- **Excerpted data**

-=-=-=-=-

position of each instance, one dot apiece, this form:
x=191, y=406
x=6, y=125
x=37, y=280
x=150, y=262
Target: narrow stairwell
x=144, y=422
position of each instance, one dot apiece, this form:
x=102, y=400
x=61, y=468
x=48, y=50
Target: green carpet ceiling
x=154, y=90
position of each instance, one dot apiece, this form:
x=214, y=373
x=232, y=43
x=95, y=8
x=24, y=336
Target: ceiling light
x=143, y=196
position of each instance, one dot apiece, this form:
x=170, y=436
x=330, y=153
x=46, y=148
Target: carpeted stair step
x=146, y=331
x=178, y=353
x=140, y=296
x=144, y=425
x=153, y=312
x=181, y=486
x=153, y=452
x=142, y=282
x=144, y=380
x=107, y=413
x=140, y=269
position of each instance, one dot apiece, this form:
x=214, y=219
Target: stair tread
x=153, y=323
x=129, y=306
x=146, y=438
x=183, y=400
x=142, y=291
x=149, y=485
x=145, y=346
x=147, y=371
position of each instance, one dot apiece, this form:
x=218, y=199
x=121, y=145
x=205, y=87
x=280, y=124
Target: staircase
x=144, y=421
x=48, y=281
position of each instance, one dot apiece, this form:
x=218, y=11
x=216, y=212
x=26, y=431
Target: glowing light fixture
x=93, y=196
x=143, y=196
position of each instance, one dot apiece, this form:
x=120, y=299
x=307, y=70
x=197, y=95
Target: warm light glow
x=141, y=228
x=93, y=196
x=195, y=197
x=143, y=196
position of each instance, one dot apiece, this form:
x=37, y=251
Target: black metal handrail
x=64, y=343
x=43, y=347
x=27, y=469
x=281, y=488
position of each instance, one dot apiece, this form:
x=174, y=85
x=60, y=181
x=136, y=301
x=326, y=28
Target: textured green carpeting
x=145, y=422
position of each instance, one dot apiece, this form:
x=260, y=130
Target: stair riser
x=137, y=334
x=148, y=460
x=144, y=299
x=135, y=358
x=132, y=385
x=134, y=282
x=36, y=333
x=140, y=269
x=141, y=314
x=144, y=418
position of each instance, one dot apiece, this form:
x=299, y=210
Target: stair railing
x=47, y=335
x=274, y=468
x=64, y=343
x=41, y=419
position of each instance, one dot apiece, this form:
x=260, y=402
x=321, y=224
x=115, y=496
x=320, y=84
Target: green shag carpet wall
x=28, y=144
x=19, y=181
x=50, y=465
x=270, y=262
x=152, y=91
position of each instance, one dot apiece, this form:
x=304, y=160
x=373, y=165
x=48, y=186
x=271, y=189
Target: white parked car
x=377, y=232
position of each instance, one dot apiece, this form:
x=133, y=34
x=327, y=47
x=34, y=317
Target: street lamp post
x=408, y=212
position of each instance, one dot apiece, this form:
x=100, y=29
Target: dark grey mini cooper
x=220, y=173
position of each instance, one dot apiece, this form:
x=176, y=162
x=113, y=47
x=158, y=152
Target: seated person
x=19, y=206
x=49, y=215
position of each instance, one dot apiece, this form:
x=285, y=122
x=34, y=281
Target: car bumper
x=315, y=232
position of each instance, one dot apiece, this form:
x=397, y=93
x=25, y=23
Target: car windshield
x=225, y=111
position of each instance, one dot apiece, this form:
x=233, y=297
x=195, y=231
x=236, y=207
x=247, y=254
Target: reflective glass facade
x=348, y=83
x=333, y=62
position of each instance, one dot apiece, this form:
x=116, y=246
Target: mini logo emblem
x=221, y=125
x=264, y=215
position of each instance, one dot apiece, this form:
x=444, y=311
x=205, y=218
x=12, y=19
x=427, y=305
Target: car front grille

-=-=-=-=-

Copy the listing above again, substituting "Label" for every occurrence of "Target" and leaving everything else unchanged.

- **Result**
position of each instance, one dot apiece, this form:
x=191, y=406
x=6, y=125
x=37, y=280
x=150, y=262
Label: narrow stairwell
x=144, y=422
position of each instance, one dot apiece, this form:
x=102, y=400
x=61, y=468
x=48, y=50
Label: green carpet ceiling
x=154, y=90
position of each instance, one dot apiece, this form:
x=214, y=373
x=232, y=43
x=95, y=8
x=24, y=336
Label: ceiling light
x=143, y=196
position of each instance, one dot apiece, this form:
x=170, y=436
x=330, y=153
x=46, y=148
Label: carpeted stair step
x=146, y=331
x=178, y=353
x=140, y=296
x=144, y=425
x=153, y=312
x=181, y=486
x=153, y=452
x=142, y=282
x=144, y=380
x=107, y=413
x=140, y=269
position of each instance, one dot apiece, this form:
x=214, y=219
Label: stair tread
x=153, y=323
x=129, y=306
x=146, y=438
x=183, y=400
x=142, y=291
x=149, y=485
x=145, y=346
x=147, y=371
position of each instance, one dot apiece, this form:
x=218, y=199
x=121, y=145
x=205, y=87
x=280, y=124
Label: staircase
x=144, y=421
x=48, y=281
position of each instance, one dot apiece, this form:
x=218, y=11
x=216, y=212
x=26, y=431
Label: glowing light fixture
x=93, y=196
x=143, y=196
position of each instance, one dot apiece, this form:
x=120, y=299
x=307, y=70
x=197, y=95
Label: warm light glow
x=141, y=228
x=93, y=196
x=195, y=197
x=143, y=196
position of each instance, one dot apiece, this form:
x=37, y=251
Label: black metal handrail
x=64, y=343
x=43, y=347
x=27, y=469
x=281, y=488
position of each instance, one dot apiece, this form:
x=174, y=85
x=60, y=181
x=136, y=301
x=326, y=28
Label: textured green carpeting
x=145, y=422
position of each instance, one dot apiece, this form:
x=260, y=130
Label: stair riser
x=137, y=334
x=148, y=460
x=144, y=299
x=135, y=358
x=132, y=385
x=134, y=282
x=36, y=333
x=140, y=269
x=141, y=314
x=144, y=418
position of each instance, one dot apiece, this form:
x=299, y=210
Label: stair railing
x=47, y=335
x=274, y=468
x=64, y=343
x=41, y=419
position of each instance, one dot apiece, this form:
x=260, y=402
x=321, y=224
x=115, y=496
x=320, y=84
Label: green shag carpet wall
x=28, y=144
x=19, y=181
x=50, y=465
x=270, y=262
x=152, y=91
position of each instance, one dot apiece, this form:
x=304, y=160
x=373, y=165
x=48, y=186
x=271, y=189
Label: white parked car
x=377, y=232
position of each instance, one dot apiece, this form:
x=133, y=34
x=327, y=47
x=34, y=317
Label: street lamp post
x=408, y=212
position of each instance, one dot apiece, this form:
x=100, y=29
Label: dark grey mini cooper
x=220, y=173
position of each instance, one dot apiece, this form:
x=176, y=162
x=113, y=47
x=158, y=152
Label: seated person
x=19, y=206
x=49, y=215
position of each instance, one dot apiece, this form:
x=285, y=122
x=34, y=281
Label: car bumper
x=315, y=232
position of each instance, one dot apiece, this form:
x=397, y=93
x=25, y=23
Label: car windshield
x=225, y=111
position of each instance, one dot apiece, this form:
x=233, y=297
x=195, y=231
x=236, y=207
x=247, y=254
Label: reflective glass facade
x=348, y=83
x=333, y=62
position of each instance, one dot apiece, this form:
x=116, y=246
Label: mini logo emblem
x=221, y=125
x=264, y=215
position of each instance, one dot apiece, this form:
x=444, y=311
x=205, y=218
x=12, y=19
x=427, y=305
Label: car front grille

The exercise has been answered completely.